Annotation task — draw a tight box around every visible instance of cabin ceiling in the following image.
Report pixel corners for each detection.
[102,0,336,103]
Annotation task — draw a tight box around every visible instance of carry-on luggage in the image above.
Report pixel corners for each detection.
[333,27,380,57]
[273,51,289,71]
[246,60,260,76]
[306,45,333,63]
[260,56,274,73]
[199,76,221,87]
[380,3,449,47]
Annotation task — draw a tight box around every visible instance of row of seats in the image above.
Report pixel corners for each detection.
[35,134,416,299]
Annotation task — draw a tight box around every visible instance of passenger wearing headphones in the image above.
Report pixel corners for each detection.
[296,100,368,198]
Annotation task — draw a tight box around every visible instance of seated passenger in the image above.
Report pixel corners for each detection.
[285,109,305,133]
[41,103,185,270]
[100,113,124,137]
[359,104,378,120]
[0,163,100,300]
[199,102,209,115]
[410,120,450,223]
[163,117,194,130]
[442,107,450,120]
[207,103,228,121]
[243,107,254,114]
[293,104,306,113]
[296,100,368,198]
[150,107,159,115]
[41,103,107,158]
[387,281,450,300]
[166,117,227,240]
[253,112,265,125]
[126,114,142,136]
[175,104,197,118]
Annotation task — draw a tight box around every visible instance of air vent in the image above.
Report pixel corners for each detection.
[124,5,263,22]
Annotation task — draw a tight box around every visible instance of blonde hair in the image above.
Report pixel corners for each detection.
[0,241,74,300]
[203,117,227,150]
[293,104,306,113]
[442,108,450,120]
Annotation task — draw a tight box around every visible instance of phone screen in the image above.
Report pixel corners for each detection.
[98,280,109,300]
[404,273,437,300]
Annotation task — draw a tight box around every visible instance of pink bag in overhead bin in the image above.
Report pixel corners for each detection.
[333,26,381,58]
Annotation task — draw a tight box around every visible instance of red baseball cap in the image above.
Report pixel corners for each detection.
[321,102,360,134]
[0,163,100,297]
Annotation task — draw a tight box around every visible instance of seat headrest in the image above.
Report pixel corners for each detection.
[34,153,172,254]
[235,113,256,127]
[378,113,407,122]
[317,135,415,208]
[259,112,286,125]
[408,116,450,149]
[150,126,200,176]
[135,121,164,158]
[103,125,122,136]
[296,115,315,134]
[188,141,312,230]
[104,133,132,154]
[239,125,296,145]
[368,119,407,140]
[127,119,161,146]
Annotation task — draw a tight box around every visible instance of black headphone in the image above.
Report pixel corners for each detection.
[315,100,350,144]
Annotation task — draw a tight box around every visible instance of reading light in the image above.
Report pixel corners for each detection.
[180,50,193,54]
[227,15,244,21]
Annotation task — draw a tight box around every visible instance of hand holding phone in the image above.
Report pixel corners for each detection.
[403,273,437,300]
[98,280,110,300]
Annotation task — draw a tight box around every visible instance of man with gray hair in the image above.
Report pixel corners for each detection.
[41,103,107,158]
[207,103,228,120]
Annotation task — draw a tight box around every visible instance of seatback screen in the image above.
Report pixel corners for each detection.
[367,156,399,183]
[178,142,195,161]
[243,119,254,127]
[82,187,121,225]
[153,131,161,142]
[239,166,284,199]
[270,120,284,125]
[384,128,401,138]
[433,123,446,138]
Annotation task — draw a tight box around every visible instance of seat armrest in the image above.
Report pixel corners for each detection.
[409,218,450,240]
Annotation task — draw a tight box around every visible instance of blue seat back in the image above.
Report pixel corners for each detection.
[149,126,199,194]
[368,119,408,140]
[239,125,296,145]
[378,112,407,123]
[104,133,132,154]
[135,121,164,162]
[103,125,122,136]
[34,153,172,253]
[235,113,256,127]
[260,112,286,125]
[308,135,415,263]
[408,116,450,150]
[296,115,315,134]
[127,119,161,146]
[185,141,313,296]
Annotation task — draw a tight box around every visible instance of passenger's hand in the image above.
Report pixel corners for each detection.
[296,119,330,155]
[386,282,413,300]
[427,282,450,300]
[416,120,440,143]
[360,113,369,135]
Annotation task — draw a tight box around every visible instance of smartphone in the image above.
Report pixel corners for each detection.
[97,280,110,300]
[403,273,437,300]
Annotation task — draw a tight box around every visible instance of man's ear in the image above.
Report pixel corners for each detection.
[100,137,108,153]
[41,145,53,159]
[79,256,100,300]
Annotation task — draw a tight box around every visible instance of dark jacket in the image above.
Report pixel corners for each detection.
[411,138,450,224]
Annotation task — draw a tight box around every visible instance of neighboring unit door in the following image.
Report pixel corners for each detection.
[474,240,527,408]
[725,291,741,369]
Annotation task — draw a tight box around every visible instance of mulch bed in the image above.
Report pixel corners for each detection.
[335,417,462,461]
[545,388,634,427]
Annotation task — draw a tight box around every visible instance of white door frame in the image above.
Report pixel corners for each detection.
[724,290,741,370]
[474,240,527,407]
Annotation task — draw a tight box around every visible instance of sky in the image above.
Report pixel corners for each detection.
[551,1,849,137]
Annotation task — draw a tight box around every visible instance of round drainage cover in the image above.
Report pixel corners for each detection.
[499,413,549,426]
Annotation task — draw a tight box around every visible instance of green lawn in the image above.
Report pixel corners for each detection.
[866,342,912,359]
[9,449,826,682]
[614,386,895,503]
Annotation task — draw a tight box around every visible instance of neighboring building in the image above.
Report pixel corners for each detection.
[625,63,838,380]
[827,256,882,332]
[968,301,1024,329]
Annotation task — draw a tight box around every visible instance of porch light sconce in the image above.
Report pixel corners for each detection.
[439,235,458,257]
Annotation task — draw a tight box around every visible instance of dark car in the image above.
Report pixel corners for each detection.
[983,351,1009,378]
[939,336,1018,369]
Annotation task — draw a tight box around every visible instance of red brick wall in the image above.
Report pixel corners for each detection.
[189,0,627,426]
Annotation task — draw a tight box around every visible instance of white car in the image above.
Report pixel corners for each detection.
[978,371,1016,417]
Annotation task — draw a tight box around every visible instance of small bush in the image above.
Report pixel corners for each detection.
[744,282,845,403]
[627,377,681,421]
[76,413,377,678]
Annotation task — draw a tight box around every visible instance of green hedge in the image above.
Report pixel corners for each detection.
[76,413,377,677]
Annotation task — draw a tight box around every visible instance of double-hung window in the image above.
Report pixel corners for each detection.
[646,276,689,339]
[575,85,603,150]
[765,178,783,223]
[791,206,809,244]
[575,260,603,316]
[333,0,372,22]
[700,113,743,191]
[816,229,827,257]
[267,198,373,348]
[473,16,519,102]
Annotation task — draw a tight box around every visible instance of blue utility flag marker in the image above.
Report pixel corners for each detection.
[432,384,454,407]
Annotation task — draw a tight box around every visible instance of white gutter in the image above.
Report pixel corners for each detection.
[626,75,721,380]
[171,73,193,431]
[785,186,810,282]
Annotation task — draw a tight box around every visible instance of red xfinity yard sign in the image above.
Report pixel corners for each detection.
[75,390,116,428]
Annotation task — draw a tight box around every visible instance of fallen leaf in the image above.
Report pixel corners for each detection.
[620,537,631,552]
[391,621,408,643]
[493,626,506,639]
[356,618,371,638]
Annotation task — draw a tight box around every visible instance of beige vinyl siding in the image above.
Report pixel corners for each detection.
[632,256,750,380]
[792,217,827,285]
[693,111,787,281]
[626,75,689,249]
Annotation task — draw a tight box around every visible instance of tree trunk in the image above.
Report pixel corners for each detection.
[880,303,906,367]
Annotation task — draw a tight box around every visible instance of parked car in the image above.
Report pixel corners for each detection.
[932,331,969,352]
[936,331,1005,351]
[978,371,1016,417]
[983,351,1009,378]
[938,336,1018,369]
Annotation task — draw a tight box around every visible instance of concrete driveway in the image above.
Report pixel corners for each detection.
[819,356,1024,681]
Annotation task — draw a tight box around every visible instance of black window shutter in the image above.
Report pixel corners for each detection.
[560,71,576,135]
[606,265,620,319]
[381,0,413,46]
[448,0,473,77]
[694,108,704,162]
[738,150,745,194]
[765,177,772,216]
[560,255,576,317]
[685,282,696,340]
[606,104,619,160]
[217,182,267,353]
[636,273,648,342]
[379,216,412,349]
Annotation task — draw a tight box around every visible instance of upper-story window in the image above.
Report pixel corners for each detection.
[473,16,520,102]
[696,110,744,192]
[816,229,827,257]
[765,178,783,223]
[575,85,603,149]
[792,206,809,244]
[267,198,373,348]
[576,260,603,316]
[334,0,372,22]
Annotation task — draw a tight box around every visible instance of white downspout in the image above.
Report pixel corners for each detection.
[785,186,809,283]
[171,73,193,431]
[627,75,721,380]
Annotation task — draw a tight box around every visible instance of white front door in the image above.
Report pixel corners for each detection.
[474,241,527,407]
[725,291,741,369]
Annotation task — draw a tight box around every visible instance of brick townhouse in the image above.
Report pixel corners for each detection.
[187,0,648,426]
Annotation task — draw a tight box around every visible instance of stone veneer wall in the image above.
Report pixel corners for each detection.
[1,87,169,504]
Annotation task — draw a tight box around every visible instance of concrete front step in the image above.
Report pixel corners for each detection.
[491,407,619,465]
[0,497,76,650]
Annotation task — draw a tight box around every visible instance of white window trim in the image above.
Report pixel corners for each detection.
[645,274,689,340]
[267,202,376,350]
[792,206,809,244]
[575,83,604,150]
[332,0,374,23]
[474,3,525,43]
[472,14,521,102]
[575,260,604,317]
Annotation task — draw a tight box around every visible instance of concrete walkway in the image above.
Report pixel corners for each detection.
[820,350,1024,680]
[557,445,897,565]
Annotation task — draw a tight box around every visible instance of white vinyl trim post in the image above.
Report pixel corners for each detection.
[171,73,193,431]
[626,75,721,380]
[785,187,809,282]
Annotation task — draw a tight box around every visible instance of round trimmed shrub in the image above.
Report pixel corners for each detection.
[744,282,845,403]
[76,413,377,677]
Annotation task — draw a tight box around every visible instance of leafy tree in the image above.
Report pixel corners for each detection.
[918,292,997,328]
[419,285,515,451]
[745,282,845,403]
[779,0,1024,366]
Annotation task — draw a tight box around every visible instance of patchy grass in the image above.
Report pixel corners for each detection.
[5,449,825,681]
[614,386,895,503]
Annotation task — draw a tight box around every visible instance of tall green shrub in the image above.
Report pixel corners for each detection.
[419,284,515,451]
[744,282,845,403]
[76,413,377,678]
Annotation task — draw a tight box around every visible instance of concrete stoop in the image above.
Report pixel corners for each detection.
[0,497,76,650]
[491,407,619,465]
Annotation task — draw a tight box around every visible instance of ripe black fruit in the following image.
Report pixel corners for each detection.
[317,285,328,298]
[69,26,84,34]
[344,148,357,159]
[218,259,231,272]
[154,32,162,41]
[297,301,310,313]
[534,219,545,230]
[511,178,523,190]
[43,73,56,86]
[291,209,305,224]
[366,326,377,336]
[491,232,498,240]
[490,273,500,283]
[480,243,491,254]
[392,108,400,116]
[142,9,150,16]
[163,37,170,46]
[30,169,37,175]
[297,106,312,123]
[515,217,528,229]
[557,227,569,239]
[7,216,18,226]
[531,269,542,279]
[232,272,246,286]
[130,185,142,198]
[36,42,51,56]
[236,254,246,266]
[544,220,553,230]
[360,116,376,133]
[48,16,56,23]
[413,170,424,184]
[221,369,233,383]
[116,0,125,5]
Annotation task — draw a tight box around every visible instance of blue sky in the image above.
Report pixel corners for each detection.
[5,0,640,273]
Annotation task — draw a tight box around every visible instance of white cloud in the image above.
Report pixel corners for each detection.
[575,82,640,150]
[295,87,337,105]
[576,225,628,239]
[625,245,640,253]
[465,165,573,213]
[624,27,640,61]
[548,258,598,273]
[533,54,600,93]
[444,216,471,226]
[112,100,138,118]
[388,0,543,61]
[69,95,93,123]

────

**WORK REQUEST:**
Please transcribe the data above without changes, from its first line to its "luggage in the image above." line, and leave out anything past that.

**FINISHED EXERCISE:**
Annotation task — draw a tight box around every visible instance of cabin ceiling in the following image.
Report pixel corners for each detection.
[102,0,336,103]
Annotation task — draw a tight box around every visible instance of carry-on luggage in the image above.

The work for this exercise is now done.